*** Records for processing

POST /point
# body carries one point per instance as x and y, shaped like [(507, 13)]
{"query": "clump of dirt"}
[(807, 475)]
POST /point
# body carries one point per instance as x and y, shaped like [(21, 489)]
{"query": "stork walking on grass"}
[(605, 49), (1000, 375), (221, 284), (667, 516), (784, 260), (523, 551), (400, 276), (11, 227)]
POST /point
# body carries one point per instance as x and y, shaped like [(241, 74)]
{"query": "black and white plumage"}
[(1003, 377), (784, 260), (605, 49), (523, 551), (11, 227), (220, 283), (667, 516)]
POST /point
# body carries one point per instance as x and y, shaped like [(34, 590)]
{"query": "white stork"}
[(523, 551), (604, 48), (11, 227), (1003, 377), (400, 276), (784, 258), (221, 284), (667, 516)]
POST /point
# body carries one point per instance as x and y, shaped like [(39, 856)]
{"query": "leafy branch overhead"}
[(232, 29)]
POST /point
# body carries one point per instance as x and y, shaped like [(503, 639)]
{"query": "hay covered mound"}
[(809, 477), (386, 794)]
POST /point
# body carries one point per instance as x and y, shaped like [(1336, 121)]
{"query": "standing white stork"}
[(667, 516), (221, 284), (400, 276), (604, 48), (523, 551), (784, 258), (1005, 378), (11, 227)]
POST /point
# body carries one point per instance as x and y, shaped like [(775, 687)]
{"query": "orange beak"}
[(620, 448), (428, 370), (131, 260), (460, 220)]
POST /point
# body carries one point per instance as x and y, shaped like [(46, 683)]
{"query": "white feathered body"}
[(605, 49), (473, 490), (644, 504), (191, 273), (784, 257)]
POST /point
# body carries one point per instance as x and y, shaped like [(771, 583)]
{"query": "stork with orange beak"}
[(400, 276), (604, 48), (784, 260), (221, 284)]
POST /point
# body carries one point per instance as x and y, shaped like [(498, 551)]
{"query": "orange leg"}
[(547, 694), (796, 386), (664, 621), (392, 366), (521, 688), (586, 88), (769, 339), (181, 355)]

******
*** Records for processing

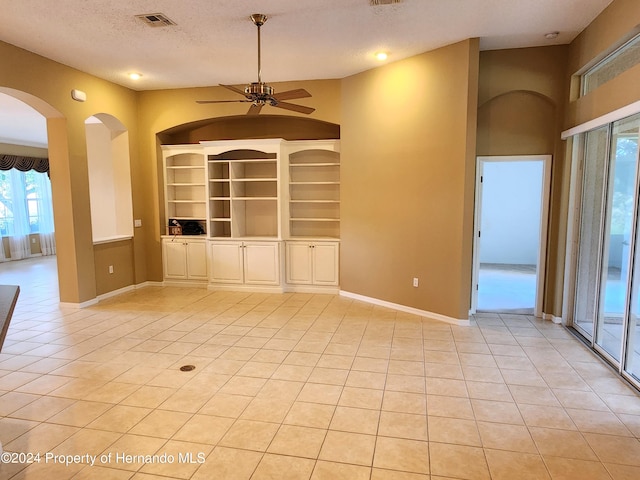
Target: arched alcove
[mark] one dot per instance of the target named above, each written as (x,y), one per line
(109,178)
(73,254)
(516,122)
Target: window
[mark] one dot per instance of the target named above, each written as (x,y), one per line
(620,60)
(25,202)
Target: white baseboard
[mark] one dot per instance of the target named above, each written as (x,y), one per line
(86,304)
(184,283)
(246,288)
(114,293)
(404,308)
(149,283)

******

Pull out every line of the items above that contains the word "stork", treating uppercase and lowercase as different.

→ **Output**:
{"query": "stork walking on grass"}
{"query": "white stork"}
{"query": "standing white stork"}
{"query": "stork with orange beak"}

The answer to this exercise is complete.